Excerpts of bounding box data:
----------

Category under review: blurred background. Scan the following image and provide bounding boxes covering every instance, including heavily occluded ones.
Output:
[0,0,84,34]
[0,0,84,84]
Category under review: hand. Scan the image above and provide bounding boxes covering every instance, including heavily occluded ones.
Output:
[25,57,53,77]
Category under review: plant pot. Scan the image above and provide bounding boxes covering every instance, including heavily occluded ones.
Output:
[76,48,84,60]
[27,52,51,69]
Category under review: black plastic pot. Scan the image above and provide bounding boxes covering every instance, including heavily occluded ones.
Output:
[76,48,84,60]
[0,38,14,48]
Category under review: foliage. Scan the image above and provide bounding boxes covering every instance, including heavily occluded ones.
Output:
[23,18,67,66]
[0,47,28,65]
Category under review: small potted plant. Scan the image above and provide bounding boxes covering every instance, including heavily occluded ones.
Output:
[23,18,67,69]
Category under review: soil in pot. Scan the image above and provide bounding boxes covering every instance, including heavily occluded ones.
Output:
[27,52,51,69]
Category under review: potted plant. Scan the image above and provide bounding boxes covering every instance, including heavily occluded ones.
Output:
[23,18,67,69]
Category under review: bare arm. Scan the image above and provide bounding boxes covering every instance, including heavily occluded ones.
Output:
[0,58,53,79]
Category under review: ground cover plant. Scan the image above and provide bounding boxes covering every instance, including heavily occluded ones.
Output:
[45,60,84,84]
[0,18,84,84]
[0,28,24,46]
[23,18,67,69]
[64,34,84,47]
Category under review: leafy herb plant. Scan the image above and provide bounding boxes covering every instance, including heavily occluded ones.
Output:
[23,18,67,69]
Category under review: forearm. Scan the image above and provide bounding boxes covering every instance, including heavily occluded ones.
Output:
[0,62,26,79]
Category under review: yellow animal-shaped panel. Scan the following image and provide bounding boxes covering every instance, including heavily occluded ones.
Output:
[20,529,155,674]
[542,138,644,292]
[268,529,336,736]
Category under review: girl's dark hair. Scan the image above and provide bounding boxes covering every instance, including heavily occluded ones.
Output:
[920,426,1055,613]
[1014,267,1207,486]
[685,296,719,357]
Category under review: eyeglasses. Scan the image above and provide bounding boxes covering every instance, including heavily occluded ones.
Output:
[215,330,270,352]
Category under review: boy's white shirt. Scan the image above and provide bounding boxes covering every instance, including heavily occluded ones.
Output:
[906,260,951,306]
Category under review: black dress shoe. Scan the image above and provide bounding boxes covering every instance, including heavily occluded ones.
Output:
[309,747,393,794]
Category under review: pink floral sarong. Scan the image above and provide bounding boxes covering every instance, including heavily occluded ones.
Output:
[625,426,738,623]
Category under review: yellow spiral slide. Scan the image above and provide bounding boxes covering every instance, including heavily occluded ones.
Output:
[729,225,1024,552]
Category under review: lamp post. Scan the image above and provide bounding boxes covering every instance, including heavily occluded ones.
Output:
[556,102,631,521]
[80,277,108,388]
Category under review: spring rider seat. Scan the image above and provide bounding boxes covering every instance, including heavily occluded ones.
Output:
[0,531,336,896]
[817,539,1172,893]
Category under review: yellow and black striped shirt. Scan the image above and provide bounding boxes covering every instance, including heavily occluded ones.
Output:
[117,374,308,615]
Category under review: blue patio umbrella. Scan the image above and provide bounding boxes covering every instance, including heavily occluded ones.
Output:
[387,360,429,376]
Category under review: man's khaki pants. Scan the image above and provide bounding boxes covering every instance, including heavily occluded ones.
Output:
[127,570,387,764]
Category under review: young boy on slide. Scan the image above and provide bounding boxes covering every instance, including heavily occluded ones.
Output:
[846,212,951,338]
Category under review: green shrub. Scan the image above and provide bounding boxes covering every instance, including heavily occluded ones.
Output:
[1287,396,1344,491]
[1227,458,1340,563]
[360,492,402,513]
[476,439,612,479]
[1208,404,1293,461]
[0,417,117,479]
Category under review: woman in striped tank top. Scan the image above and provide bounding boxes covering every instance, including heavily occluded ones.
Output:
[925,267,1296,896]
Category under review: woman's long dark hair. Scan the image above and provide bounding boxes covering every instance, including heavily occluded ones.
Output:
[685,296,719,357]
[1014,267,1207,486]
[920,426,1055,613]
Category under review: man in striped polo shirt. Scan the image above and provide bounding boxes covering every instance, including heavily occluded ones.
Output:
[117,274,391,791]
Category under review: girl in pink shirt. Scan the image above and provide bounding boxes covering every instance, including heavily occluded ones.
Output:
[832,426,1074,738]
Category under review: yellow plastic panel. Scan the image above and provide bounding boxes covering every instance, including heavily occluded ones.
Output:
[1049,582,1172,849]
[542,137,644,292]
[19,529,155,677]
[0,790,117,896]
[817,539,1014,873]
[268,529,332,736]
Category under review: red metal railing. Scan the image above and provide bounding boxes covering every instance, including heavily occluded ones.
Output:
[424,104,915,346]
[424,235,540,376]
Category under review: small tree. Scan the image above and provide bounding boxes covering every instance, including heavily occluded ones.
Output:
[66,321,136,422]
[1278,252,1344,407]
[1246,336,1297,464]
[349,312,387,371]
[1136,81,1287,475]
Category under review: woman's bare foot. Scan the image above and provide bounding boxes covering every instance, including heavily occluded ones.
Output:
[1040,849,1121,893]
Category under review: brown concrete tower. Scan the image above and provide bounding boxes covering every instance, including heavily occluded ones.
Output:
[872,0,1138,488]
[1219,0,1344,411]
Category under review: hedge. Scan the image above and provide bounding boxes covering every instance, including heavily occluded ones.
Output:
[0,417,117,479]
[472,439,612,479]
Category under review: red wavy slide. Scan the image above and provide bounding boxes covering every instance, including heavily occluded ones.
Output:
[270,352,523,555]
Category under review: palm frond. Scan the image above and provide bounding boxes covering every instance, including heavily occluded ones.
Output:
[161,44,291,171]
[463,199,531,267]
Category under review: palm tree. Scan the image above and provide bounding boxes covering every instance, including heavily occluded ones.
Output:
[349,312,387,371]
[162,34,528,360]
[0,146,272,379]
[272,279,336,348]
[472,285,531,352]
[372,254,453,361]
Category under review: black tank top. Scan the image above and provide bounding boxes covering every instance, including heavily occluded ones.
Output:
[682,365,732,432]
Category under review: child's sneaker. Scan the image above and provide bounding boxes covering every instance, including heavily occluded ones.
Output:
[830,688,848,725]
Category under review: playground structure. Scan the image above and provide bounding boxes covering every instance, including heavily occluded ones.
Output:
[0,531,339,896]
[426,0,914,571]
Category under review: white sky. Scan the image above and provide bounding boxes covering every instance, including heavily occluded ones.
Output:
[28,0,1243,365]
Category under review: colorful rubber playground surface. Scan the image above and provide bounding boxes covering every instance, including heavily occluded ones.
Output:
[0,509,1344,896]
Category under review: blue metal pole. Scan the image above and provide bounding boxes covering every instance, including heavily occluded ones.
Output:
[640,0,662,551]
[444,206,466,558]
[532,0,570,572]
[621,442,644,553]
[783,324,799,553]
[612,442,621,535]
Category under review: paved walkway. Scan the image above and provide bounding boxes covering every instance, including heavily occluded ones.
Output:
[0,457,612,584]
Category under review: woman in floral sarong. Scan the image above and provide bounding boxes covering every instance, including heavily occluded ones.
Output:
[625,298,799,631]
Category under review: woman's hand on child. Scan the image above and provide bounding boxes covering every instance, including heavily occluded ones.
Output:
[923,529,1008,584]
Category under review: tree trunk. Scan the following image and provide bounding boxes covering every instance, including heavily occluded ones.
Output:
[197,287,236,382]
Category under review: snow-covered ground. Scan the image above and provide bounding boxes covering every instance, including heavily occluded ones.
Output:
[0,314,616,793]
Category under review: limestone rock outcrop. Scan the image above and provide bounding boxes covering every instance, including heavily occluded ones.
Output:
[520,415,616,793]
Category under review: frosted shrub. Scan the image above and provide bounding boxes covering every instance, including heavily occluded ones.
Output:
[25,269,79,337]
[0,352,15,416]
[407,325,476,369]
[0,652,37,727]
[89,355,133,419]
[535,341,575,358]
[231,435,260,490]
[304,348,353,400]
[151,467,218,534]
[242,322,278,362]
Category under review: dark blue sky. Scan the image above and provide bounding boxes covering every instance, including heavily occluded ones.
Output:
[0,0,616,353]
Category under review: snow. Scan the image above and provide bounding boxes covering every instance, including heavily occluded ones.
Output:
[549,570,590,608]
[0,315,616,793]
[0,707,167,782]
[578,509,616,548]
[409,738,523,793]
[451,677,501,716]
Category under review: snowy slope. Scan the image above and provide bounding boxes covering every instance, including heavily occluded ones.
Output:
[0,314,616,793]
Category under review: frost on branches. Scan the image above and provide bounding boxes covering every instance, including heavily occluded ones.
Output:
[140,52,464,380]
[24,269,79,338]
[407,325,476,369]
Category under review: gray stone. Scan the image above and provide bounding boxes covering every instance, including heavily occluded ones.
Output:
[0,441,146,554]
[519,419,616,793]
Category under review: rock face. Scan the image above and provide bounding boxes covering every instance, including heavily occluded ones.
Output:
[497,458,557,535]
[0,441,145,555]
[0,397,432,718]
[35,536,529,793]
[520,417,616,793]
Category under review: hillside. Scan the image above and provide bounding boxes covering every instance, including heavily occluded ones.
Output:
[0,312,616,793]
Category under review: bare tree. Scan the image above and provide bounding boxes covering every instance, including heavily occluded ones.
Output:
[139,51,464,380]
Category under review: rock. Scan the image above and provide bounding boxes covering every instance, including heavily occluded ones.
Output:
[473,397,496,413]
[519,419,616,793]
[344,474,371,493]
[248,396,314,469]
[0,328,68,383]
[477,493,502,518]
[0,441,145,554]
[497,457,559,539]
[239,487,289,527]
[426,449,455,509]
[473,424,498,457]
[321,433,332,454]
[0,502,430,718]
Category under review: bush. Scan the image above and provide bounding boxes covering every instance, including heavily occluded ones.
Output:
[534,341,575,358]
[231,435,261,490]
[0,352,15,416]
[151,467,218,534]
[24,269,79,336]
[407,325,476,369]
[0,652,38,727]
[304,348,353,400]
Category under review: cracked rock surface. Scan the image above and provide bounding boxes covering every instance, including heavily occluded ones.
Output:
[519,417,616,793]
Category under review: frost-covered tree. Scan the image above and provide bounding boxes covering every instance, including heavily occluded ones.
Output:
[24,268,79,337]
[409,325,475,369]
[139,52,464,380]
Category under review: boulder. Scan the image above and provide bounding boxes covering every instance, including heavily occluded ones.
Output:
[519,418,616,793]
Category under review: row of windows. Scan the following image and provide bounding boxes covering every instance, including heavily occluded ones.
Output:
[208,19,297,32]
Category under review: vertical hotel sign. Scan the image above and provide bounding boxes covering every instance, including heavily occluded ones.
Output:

----------

### What you have to do
Give every line from the one containing "Category under review: bush." through the last line of the rows as a JSON list of strings, one string per line, with blank lines left out.

### Reply
[
  "Category under review: bush. Scan the image above and provide bounding boxes covering every instance, including heavily occluded ones.",
  "Output:",
  "[534,341,575,358]",
  "[231,435,261,490]",
  "[0,352,15,416]",
  "[151,467,218,534]",
  "[24,269,79,336]",
  "[407,325,476,369]",
  "[0,652,38,727]",
  "[304,348,353,400]",
  "Category under review: cracked rock surface. Scan the image above and provide bounding boxes covering every instance, including heavily occluded ones.",
  "Output:",
  "[519,417,616,793]",
  "Category under review: frost-covered tree. Scan the image above and provide bounding boxes covering every instance, including heavily occluded ones.",
  "Output:",
  "[24,268,79,337]",
  "[409,325,475,369]",
  "[139,52,464,380]",
  "Category under review: boulder. Scan the image above and provide bounding boxes covering every instance, including heavily occluded ones.",
  "Output:",
  "[519,418,616,793]",
  "Category under review: row of windows. Scan the following image and provide bounding boxes covering every instance, including heavily occluded ones.",
  "Output:",
  "[208,19,297,32]",
  "Category under review: vertical hotel sign. Scan the image above and provide bounding boxes covering every instance, including heavily occluded ones.",
  "Output:"
]